◆ **INPUT DATA**:
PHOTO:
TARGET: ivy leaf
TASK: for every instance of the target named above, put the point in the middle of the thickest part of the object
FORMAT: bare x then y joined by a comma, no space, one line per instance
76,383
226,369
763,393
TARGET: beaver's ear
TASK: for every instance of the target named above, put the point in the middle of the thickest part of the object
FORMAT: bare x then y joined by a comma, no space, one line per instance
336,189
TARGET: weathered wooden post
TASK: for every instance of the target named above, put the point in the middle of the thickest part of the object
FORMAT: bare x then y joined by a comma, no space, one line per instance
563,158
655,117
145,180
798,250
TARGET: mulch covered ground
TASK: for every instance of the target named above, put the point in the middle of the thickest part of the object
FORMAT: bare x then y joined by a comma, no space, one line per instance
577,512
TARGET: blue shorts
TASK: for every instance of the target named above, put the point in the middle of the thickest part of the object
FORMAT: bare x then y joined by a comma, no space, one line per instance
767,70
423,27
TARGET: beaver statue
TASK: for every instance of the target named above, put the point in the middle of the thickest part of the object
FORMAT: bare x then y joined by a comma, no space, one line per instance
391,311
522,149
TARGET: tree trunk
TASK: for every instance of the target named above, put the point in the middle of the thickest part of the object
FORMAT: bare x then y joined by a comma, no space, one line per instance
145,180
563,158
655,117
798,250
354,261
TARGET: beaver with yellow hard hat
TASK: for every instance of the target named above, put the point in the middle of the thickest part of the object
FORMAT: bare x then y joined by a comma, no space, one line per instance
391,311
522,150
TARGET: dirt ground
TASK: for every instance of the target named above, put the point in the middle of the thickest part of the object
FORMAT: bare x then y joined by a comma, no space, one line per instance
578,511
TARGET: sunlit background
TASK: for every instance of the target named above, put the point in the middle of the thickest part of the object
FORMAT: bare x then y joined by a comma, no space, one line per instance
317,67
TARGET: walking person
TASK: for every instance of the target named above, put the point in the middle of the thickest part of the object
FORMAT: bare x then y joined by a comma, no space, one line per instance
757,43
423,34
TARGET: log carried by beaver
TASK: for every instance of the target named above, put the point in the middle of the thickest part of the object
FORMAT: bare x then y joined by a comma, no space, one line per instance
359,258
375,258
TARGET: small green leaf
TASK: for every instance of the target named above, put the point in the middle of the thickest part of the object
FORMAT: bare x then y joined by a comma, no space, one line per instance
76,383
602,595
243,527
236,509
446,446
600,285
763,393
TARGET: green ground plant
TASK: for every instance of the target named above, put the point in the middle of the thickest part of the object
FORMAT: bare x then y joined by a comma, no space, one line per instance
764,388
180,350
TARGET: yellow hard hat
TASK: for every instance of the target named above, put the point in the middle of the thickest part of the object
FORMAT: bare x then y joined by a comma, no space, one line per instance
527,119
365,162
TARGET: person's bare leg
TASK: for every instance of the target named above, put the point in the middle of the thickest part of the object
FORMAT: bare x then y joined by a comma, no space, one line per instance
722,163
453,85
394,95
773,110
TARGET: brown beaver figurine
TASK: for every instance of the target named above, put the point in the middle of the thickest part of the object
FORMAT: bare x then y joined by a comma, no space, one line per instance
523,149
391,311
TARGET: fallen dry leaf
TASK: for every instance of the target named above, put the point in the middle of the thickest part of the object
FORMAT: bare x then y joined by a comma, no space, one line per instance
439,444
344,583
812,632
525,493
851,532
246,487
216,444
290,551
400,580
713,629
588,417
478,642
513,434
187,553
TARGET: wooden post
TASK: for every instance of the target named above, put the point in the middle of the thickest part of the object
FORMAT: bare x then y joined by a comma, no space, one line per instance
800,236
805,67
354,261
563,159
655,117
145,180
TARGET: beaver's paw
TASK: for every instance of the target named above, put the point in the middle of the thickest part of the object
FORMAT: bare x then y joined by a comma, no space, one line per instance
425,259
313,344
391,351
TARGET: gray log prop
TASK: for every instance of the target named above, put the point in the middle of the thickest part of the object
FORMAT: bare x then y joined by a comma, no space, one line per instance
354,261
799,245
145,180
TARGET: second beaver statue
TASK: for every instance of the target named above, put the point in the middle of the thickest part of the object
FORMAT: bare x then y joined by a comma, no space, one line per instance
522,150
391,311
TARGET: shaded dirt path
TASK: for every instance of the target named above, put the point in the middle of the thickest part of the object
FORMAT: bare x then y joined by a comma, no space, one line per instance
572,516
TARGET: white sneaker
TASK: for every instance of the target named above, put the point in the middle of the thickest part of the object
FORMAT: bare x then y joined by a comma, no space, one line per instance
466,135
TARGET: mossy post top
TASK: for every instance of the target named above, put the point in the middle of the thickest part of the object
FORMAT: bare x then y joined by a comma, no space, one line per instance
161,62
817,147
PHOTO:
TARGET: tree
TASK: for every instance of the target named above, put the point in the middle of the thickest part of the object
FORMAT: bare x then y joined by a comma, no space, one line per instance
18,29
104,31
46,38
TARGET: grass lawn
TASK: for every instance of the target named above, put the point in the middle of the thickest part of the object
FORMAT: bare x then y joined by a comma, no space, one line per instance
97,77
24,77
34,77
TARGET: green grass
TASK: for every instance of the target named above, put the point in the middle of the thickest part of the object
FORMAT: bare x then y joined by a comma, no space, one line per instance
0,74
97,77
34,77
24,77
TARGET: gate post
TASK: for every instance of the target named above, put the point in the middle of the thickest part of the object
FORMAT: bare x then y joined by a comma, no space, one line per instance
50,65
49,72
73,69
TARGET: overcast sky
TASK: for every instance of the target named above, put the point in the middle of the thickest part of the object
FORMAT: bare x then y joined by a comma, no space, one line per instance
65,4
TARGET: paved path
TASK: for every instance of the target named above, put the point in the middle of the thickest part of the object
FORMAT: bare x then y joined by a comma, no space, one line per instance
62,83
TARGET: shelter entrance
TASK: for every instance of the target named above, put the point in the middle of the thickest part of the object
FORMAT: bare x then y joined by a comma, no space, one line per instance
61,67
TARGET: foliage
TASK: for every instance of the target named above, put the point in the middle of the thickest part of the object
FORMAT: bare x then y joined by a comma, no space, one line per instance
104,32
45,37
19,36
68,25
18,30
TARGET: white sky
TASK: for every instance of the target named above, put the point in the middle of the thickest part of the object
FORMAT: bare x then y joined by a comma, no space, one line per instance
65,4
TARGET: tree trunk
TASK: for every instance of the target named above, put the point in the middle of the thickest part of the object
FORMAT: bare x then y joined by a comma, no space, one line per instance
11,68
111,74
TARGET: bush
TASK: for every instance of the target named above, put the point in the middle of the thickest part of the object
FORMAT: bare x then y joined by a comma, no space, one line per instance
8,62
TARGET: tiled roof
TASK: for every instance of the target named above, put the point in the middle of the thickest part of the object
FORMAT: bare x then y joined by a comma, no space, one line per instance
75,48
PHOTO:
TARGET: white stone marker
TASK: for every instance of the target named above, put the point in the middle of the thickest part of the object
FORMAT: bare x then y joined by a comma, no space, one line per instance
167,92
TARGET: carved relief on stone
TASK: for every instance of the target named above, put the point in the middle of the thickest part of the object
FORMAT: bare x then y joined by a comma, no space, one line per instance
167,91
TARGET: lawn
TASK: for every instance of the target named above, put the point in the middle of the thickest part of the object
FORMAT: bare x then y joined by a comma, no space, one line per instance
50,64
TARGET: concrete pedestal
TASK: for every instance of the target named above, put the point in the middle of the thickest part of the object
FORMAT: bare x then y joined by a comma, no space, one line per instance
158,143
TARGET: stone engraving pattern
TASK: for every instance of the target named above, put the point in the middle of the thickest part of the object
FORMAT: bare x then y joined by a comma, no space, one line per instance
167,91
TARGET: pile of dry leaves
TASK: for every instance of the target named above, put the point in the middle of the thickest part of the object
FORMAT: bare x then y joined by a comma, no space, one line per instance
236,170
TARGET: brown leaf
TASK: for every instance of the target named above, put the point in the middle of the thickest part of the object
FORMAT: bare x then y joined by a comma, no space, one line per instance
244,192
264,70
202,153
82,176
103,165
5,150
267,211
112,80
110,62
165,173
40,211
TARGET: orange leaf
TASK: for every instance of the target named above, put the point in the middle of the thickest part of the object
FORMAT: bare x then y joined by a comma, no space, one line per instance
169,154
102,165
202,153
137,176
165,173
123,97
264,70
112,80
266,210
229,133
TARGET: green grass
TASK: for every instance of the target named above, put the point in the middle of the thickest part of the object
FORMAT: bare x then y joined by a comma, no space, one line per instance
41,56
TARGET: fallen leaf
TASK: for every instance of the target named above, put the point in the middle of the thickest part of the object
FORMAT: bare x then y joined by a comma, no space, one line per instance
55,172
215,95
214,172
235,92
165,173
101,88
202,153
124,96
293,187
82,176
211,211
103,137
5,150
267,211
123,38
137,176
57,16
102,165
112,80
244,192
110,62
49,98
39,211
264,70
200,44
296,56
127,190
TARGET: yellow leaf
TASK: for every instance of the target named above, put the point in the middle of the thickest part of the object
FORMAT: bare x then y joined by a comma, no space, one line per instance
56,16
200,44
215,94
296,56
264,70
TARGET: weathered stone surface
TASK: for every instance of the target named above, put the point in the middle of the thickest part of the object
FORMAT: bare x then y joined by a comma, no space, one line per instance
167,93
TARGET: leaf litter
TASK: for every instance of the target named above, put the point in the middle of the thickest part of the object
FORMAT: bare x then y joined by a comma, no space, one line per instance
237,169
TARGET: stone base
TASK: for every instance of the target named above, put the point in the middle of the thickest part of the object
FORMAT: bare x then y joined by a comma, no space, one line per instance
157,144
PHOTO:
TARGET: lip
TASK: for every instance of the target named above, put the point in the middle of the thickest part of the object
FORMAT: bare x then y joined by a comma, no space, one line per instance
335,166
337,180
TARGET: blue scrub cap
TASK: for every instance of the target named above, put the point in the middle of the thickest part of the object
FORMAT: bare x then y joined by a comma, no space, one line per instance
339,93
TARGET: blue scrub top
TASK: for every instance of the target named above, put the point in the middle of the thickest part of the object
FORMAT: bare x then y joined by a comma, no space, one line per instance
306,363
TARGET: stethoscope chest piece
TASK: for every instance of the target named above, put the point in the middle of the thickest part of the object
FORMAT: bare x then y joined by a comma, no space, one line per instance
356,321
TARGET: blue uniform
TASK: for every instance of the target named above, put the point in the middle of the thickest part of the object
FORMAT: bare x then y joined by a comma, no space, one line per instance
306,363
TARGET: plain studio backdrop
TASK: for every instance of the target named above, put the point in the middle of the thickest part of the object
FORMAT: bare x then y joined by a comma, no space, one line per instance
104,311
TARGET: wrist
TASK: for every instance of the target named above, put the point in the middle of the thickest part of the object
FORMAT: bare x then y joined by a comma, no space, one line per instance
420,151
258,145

◆ **WHAT YOU HAVE TO DO**:
Turn the part of the listing that opens with the line containing "TARGET: plain studio backdrop" and runs through its final line, both ends included, into a JSON list of strings with one string per line, skipping any blank lines.

◆ **TASK ANSWER**:
[
  "TARGET: plain studio backdrop",
  "TASK: for every instance of the target named above, put the point in the middle of the thickest part of the object",
  "FORMAT: bare x then y joined by a comma, no space, one line per instance",
  "104,311",
  "TARGET: wrist",
  "TASK: for every instance of the target named above, put the point in the middle of the thickest part of the object",
  "FORMAT: bare x then y joined by a comma, no space, one line per instance",
  "420,151",
  "258,145"
]